*** INPUT

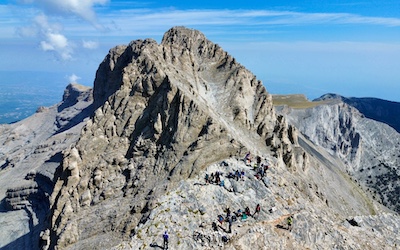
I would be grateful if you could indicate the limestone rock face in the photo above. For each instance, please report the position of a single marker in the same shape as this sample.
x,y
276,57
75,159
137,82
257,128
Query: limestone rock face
x,y
163,116
30,152
165,112
369,149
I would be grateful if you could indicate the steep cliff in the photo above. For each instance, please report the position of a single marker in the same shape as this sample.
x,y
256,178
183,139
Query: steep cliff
x,y
168,113
369,149
30,153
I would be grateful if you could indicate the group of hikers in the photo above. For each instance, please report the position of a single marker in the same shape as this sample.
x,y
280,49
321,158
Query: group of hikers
x,y
259,168
230,217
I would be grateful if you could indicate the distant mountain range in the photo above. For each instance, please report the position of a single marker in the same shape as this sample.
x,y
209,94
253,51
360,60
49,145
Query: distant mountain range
x,y
377,109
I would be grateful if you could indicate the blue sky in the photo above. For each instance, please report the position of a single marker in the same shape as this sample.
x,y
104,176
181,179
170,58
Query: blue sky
x,y
312,47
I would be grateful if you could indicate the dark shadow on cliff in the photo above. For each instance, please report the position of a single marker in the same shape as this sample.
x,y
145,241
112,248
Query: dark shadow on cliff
x,y
144,126
80,117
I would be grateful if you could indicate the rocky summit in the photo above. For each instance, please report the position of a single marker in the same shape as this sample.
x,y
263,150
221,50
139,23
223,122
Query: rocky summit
x,y
179,139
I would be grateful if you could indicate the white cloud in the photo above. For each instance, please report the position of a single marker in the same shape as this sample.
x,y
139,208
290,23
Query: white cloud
x,y
52,39
90,44
81,8
73,78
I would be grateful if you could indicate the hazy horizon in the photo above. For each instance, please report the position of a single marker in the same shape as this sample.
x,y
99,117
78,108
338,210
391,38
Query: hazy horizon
x,y
350,48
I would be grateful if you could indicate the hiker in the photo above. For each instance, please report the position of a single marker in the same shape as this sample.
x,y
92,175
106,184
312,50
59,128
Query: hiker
x,y
266,167
258,161
237,175
238,213
244,216
230,225
258,209
217,178
214,226
247,211
165,237
290,222
247,158
228,212
220,219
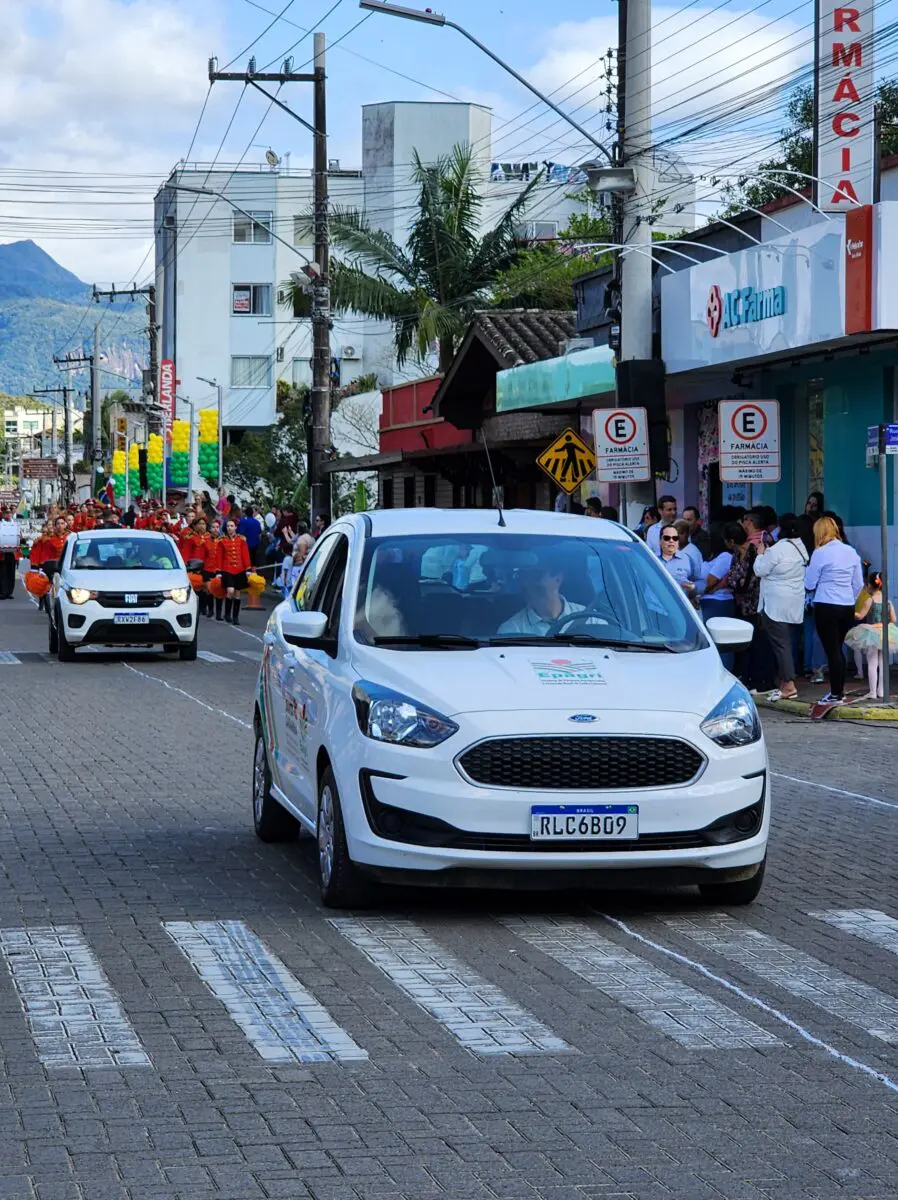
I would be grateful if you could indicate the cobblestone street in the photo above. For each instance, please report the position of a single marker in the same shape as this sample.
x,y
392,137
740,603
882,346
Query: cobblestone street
x,y
179,1017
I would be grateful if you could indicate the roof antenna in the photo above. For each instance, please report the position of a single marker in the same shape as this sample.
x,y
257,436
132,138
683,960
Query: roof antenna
x,y
492,477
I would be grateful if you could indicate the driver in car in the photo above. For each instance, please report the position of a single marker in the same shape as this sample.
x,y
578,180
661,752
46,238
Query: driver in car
x,y
540,587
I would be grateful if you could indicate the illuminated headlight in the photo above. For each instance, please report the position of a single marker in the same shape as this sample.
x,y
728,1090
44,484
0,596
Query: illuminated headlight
x,y
734,721
387,715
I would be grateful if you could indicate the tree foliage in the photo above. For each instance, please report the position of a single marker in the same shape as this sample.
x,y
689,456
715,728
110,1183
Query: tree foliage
x,y
794,160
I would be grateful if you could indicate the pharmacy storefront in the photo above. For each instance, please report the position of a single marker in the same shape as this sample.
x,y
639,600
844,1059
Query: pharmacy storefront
x,y
810,321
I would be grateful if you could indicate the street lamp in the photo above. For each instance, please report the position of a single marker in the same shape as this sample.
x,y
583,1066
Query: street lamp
x,y
436,18
214,383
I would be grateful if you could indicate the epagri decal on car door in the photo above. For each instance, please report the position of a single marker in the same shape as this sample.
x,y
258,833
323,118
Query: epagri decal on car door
x,y
478,703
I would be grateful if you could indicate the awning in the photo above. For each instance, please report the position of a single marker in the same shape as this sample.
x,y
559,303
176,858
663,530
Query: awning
x,y
555,382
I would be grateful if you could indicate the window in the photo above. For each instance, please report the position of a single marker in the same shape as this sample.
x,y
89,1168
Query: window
x,y
252,227
251,372
251,299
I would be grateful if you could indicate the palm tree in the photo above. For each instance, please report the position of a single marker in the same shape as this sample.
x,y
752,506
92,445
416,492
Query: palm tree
x,y
430,289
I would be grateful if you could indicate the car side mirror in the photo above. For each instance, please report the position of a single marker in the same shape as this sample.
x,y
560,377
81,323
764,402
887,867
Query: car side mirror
x,y
730,633
304,628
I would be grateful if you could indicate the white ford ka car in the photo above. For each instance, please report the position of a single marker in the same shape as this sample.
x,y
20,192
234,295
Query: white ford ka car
x,y
450,700
121,587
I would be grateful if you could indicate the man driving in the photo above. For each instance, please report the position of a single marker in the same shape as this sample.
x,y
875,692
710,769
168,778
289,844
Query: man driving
x,y
540,587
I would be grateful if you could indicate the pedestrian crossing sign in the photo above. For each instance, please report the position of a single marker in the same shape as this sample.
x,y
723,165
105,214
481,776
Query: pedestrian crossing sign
x,y
568,461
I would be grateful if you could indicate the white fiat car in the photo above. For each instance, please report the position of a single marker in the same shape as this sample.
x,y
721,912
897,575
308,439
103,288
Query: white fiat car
x,y
121,587
454,699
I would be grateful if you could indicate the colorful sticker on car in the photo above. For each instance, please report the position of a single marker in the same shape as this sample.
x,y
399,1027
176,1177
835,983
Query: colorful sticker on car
x,y
567,671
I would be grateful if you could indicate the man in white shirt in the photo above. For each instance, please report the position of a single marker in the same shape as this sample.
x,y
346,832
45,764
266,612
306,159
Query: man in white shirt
x,y
668,509
540,587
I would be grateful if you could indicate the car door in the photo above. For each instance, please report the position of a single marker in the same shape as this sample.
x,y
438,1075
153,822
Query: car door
x,y
286,671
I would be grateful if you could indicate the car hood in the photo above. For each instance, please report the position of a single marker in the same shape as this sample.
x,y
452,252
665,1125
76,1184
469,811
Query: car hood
x,y
126,581
561,677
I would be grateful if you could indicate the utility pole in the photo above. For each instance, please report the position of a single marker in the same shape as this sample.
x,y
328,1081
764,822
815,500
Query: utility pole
x,y
318,483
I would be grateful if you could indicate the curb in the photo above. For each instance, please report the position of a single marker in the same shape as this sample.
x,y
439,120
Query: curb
x,y
852,713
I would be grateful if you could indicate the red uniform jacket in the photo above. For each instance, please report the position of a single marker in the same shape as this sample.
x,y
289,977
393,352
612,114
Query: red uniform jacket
x,y
234,555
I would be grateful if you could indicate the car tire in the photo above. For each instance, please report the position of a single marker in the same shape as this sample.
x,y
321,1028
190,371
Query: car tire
x,y
65,651
270,820
734,894
187,652
340,881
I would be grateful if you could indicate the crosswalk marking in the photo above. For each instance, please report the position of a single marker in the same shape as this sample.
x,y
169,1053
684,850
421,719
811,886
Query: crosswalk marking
x,y
794,971
870,924
282,1020
73,1014
659,1000
477,1013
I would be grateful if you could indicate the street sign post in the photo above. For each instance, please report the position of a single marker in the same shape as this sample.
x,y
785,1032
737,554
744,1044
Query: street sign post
x,y
568,460
749,441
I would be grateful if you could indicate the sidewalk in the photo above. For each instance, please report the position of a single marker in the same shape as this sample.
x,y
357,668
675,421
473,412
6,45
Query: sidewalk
x,y
854,709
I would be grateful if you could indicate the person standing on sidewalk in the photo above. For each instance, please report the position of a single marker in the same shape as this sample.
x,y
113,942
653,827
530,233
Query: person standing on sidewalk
x,y
834,576
780,606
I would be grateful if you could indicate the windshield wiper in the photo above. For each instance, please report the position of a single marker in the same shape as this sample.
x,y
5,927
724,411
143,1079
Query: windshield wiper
x,y
584,640
441,641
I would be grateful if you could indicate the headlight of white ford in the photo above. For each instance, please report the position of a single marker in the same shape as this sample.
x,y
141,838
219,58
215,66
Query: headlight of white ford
x,y
388,715
734,721
81,595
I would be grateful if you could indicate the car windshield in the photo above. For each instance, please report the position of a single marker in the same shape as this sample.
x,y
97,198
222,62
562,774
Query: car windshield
x,y
125,553
441,592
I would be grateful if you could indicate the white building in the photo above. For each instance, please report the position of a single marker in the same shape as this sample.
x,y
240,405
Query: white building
x,y
221,274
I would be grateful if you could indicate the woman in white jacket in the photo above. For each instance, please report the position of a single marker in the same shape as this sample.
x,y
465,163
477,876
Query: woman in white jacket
x,y
780,609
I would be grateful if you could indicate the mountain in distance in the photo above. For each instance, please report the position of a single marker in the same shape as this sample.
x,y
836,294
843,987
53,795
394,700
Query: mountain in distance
x,y
43,307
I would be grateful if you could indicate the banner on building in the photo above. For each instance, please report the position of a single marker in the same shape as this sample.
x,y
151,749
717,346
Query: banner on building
x,y
167,388
845,95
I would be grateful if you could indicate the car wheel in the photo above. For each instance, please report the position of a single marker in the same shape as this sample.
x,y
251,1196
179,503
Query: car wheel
x,y
65,651
731,894
341,885
273,822
187,651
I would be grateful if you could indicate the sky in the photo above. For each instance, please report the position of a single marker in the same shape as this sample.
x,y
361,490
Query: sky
x,y
100,99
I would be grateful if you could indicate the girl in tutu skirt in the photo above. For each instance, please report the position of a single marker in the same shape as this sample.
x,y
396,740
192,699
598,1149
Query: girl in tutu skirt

******

TO DO:
Can you update only the listing lines starting at "I would be grateful if you could indicate the colorful" and ending at "Query: colorful sticker on car" by changing "sticker" to "decal" and leaving everything else in them unchanged?

COMPLETE ANSWER:
I would be grateful if you could indicate the colorful decal on car in the photo above. For each instance, please report the position of a single marker in the same shape as this sample.
x,y
399,1027
176,1177
835,983
Query: colorful decal on car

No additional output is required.